_YOUR INSTRUCTIONS_: Reproduce every one of the following records verbatim, preserving each line as it appears.
-- begin --
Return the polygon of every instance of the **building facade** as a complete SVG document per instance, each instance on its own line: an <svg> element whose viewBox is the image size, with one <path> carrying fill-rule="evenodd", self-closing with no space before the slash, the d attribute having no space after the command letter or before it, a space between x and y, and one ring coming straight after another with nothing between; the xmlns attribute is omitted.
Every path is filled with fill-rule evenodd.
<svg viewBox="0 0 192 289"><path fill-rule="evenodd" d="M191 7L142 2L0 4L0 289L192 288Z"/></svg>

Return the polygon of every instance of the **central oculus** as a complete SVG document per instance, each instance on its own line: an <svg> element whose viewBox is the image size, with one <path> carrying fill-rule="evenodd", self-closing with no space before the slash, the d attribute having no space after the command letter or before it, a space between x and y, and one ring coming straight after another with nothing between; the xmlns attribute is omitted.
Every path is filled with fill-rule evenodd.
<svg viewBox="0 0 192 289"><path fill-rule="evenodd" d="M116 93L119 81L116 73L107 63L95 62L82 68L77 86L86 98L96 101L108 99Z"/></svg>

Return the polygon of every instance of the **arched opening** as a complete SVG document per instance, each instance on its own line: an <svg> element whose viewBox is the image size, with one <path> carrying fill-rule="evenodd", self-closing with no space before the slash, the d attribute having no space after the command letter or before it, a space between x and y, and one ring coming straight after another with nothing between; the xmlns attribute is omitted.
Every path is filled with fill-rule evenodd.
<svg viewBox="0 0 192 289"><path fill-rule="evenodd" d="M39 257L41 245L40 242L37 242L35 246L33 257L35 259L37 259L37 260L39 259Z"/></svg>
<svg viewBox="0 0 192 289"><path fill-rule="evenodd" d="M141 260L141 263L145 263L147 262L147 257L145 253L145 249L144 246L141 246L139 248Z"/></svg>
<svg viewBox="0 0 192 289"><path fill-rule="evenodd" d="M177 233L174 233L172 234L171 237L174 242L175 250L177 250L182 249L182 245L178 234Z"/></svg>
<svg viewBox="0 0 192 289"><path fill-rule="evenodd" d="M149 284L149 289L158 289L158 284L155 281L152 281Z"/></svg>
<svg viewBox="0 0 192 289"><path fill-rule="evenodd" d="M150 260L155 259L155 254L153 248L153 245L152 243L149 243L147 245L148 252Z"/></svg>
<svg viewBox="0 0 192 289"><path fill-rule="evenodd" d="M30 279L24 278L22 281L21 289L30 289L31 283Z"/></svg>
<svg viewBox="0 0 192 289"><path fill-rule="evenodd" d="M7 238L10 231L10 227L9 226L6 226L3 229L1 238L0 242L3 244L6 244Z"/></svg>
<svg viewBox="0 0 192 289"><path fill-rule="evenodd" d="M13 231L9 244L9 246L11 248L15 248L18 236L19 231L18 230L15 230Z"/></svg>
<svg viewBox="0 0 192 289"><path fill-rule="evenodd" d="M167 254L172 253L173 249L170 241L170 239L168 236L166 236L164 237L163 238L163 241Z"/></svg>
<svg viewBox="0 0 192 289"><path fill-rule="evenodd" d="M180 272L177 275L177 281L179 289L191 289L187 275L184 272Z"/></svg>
-- end --
_TASK SOLUTION_:
Return the polygon of every instance of the **building facade** as a complete SVG document per instance, each instance on its own line: an <svg> element whose viewBox is the image size, with one <path> carrying fill-rule="evenodd", self-closing with no space before the slash, the d attribute having no space after the command letter or before it, a space between x and y, and one ring coming straight after another with nothing between; the xmlns attribute is omitted.
Every path is filled with fill-rule evenodd.
<svg viewBox="0 0 192 289"><path fill-rule="evenodd" d="M191 7L142 2L0 4L0 289L192 288Z"/></svg>

Return the polygon of every instance of the **central oculus** as a complete SVG document per instance, each instance on its own line: an <svg> element whose viewBox is the image size, with one <path> carrying fill-rule="evenodd", self-closing with no space before the slash, the d attribute having no space after the command letter or before it, a space between x and y, and one ring coming straight after another with nothing between; the xmlns attribute is omitted.
Every path is filled with fill-rule evenodd.
<svg viewBox="0 0 192 289"><path fill-rule="evenodd" d="M116 93L119 81L116 73L107 63L95 62L82 68L77 86L86 98L96 101L108 99Z"/></svg>

Return the polygon of every instance of the **arched opening** as a complete SVG document per instance, each instance on its own line: an <svg> element whose viewBox is the image size, with one <path> carrying fill-rule="evenodd", self-closing with no space before the slash, the d attribute having no space after the command letter or before it, a space between x and y, and one ring coming straight after another with nothing between; the xmlns attribute is omitted.
Every path is filled with fill-rule evenodd.
<svg viewBox="0 0 192 289"><path fill-rule="evenodd" d="M39 257L41 245L40 242L37 242L35 246L33 257L35 259L37 259L37 260L39 259Z"/></svg>
<svg viewBox="0 0 192 289"><path fill-rule="evenodd" d="M141 260L141 263L145 263L147 262L147 257L145 253L145 249L144 246L141 246L139 248Z"/></svg>
<svg viewBox="0 0 192 289"><path fill-rule="evenodd" d="M177 233L174 233L172 234L171 237L174 242L175 250L177 250L182 249L182 245L178 234Z"/></svg>
<svg viewBox="0 0 192 289"><path fill-rule="evenodd" d="M149 284L149 289L158 289L158 284L155 281L152 281Z"/></svg>
<svg viewBox="0 0 192 289"><path fill-rule="evenodd" d="M150 260L155 259L155 254L153 248L153 245L152 243L149 243L147 245L148 252Z"/></svg>
<svg viewBox="0 0 192 289"><path fill-rule="evenodd" d="M30 279L24 278L22 281L21 289L30 289L31 283Z"/></svg>
<svg viewBox="0 0 192 289"><path fill-rule="evenodd" d="M7 238L10 231L10 227L9 226L6 226L3 229L1 238L0 242L3 244L6 244Z"/></svg>
<svg viewBox="0 0 192 289"><path fill-rule="evenodd" d="M13 231L9 244L9 246L11 248L15 248L18 236L19 231L18 230L15 230Z"/></svg>
<svg viewBox="0 0 192 289"><path fill-rule="evenodd" d="M167 254L172 253L173 249L170 241L170 239L168 236L166 236L164 237L163 238L163 241Z"/></svg>
<svg viewBox="0 0 192 289"><path fill-rule="evenodd" d="M180 272L177 275L177 281L179 289L191 289L187 275L184 272Z"/></svg>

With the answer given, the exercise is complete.